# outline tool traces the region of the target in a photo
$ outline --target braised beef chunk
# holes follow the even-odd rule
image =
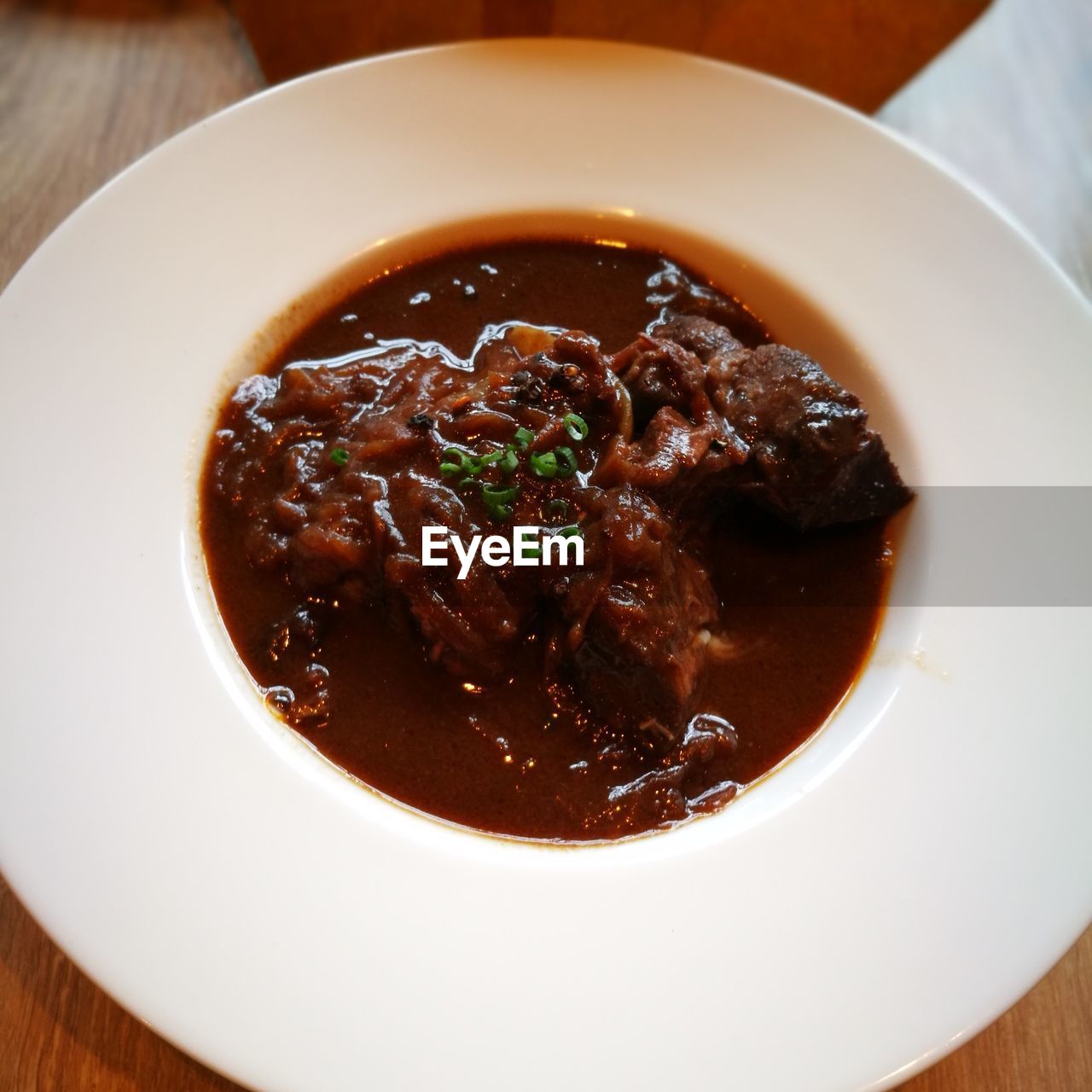
[[[910,494],[859,402],[657,251],[389,258],[210,443],[210,580],[264,700],[478,830],[614,839],[714,810],[867,656],[881,518]],[[582,563],[486,563],[517,527]],[[424,565],[426,529],[461,556],[449,538]]]
[[[696,496],[750,500],[800,529],[886,515],[910,497],[855,395],[802,353],[747,348],[695,316],[613,358],[585,334],[527,327],[498,331],[472,365],[393,345],[261,377],[234,406],[219,488],[251,497],[254,475],[280,480],[250,513],[256,560],[308,590],[401,604],[428,655],[460,673],[501,672],[532,621],[557,612],[557,666],[589,708],[664,736],[693,711],[717,614]],[[571,415],[587,426],[579,443]],[[536,456],[561,449],[571,473],[536,472]],[[449,473],[463,455],[492,461]],[[487,490],[511,497],[498,508]],[[586,549],[560,581],[548,568],[479,561],[459,579],[458,565],[420,563],[425,526],[468,542],[498,517],[556,526],[555,510],[580,522]]]
[[[804,353],[748,349],[708,319],[676,316],[613,364],[646,402],[715,423],[732,438],[722,447],[746,452],[740,465],[699,464],[691,488],[715,485],[800,530],[887,517],[912,496],[860,400]]]
[[[560,589],[566,666],[598,716],[669,737],[690,715],[716,619],[709,573],[632,487],[584,502],[584,568]]]
[[[800,530],[890,515],[911,498],[860,401],[795,349],[744,356],[716,400],[750,448],[740,494]]]

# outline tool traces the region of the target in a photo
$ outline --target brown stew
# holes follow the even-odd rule
[[[876,632],[910,498],[858,400],[636,247],[442,253],[319,316],[219,413],[213,590],[266,701],[422,811],[617,839],[806,740]],[[583,566],[420,565],[529,524]]]

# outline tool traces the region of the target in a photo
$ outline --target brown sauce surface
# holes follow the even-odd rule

(Task to complete) Reproduce every line of the records above word for word, but leave out the pictures.

(Final answer)
# outline tool traces the region of the target in a photo
$ outline --target braised beef chunk
# holes follow the even-odd rule
image =
[[[910,494],[859,402],[657,251],[389,258],[210,443],[210,580],[264,700],[478,830],[614,839],[714,810],[867,656],[881,518]],[[582,563],[486,563],[517,527]],[[424,565],[426,529],[461,556],[449,538]]]
[[[696,496],[750,500],[800,529],[886,515],[910,497],[855,395],[802,353],[747,348],[695,316],[613,358],[585,334],[527,327],[498,331],[472,365],[393,345],[261,377],[234,406],[219,488],[251,497],[254,475],[280,480],[250,513],[256,560],[308,590],[401,604],[428,655],[460,673],[501,672],[532,621],[557,612],[557,666],[589,708],[664,736],[693,711],[717,614]],[[571,415],[587,426],[579,443]],[[536,456],[561,449],[571,473],[536,472]],[[449,473],[463,455],[492,461]],[[487,490],[511,497],[498,508]],[[586,549],[560,581],[548,568],[479,561],[459,579],[458,565],[420,563],[425,526],[468,542],[498,517],[556,526],[555,510],[580,522]]]
[[[804,353],[748,349],[708,319],[676,316],[613,364],[646,402],[715,423],[732,438],[722,447],[746,452],[740,465],[699,464],[691,488],[715,485],[800,530],[887,517],[912,496],[860,400]]]
[[[560,589],[566,666],[598,716],[669,737],[690,715],[716,619],[709,573],[632,487],[584,502],[584,568]]]
[[[800,530],[890,515],[911,498],[860,401],[795,349],[744,356],[716,400],[750,448],[740,494]]]

# outline tool traces the region of the target in a photo
$ outline --target brown stew
# holes follow the even-odd rule
[[[876,632],[910,498],[858,400],[636,247],[442,253],[319,316],[219,413],[213,590],[266,701],[422,811],[617,839],[806,740]],[[583,566],[420,565],[529,524]]]

# outline tool traces the region of the target in a photo
$ outline --target brown sauce surface
# holes follow the even-odd rule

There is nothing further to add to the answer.